- Te maken opdrachten
#1 Beantwoord de volgende vragen over de tekst over het wetsvoorstel voor de UAVG:
(a) Door welk ministerie is het wetsvoorstel uitgebracht?
(b) Tussen welke leeftijden kan een jongere volgens het voorstel zelf de toestemming voor verwerking van zijn persoonsgegevens intrekken?
(c) Welke twee zaken worden genoemd waarover nadere regels kunnen worden gesteld bij de benoeming van leden van de Autoriteit persoonsgegevens?
#2 Ga verder met de tekst over het wetsvoorstel voor de UAVG en sluit aan op de laatste zin.

- Te bestuderen tekst
# # # #

Door het Ministerie van Binnenlandse Zaken is een wetsvoorstel uitgebracht met daarin verschillende technische en inhoudelijke aanpassingen van de Uitvoeringswet Algemene verordening gegevensbescherming (UAVG). Het ingediende wetsvoorstel bevat verder wijzigingen van bepalingen met betrekking tot gegevensbescherming in een aantal andere wetten.
De hoofdlijnen van het wetsvoorstel zijn:
- Vanaf de leeftijd van 12 tot 16 jaar kan een jongere die van mening is dat er geen verwerking van persoonsgegevens meer zou moeten plaatsvinden, voortaan onafhankelijk van zijn vertegenwoordiger besluiten om de toestemming voor verwerking van zijn persoonsgegevens in te trekken.
- In de regeling van de benoeming van leden van de Autoriteit persoonsgegevens (AP) zijn grondslagen opgenomen om nadere regels te stellen over onder meer de noodzakelijke kwalificaties waarover een lid dient te beschikken, en de benoemingsprocedure.

# # # #

- Verzamelde gegevens
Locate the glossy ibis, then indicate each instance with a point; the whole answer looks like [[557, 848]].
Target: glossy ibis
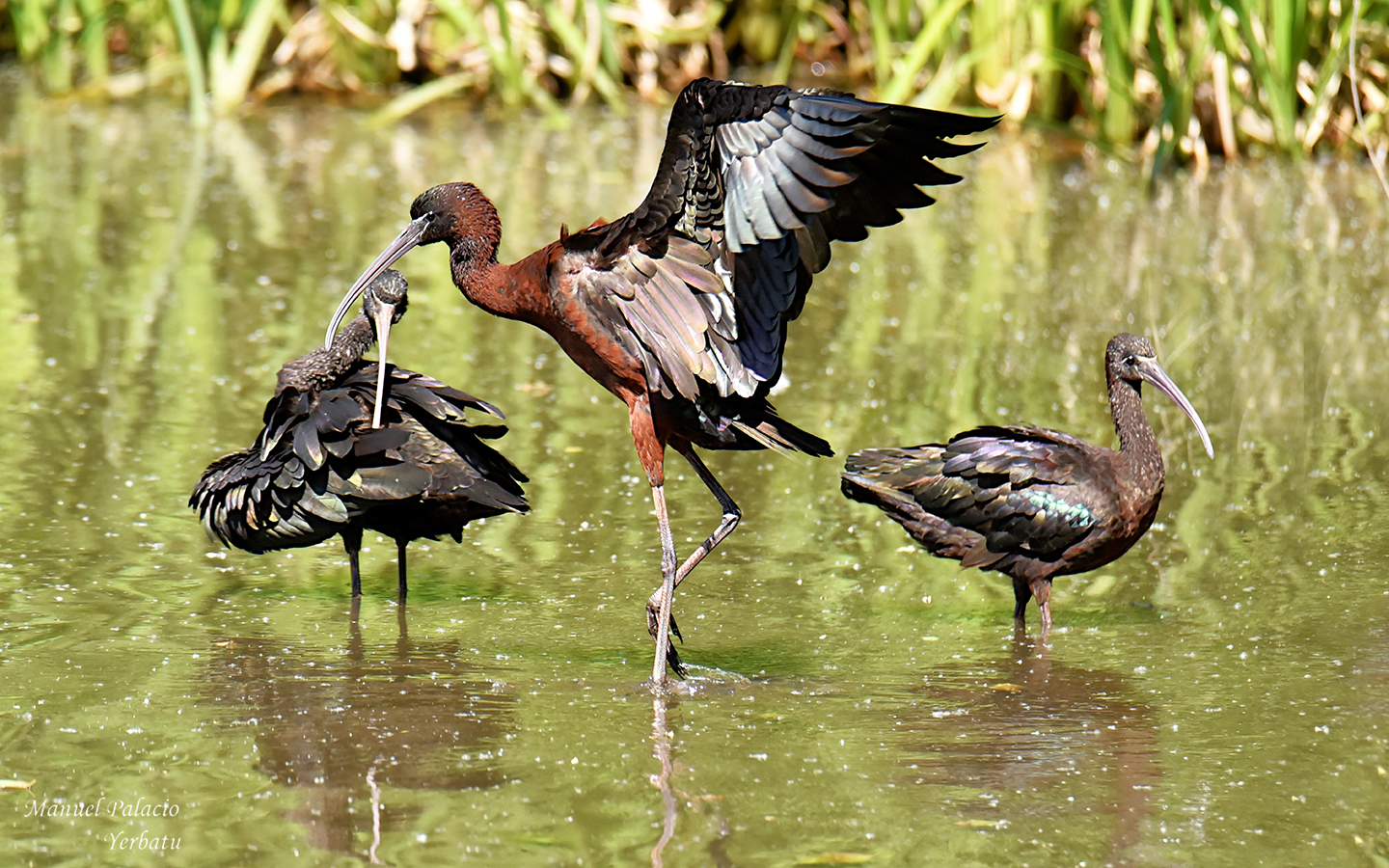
[[1029, 502], [321, 467], [681, 307]]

# # # #

- Overzicht van antwoorden
#1
(a) Het Ministerie van Binnenlandse Zaken.
(b) Van 12 tot 16 jaar.
(c) De noodzakelijke kwalificaties waarover een lid moet beschikken, en de benoemingsprocedure.

#2
- Het verbod om bijzondere categorieën van persoonsgegevens te verwerken is niet langer van toepassing indien de verwerking noodzakelijk is voor een door een accountant te verrichten bij wettelijk voorschrift voorgeschreven opdracht.
- De in artikel 45 UAVG geregelde uitzondering voor archiefbewaarplaatsen om rechten van betrokkenen te moeten honoreren als het recht op correctie of het recht op vernietiging gaat ook gelden voor andere voor het publiek toegankelijke instellingen die archieven van blijvende waarde voor het algemeen en historisch belang beheren en die geen winstoogmerk hebben.
- De delegatiemogelijkheid om op grond van de UAVG een algemene maatregel van bestuur op te stellen waarin gebruik van een identificerend nummer te gebruiken, komt te vervallen.
- Voor het geval dat een tijdelijke onafhankelijke commissie of een eenmalig adviescollege wordt ingesteld, met als opdracht om onderzoek te doen naar een specifiek en afgebakend onderwerp van maatschappelijk belang waarbij persoonsgegevens moeten worden verwerkt, wordt in de UAVG bepaald hoe dit kan en mag.
Parlementaire behandeling
Tijdens de procedurevergadering van de Tweede Kamercommissie van Justitie en Veiligheid wordt besloten of het wetsvoorstel ‘voor plenaire behandeling’ wordt aangemeld. Wanneer dit het geval is, volgt er in 2023 een debat over het wetsvoorstel. Wanneer dit debat gaat plaatsvinden is nog niet bekend.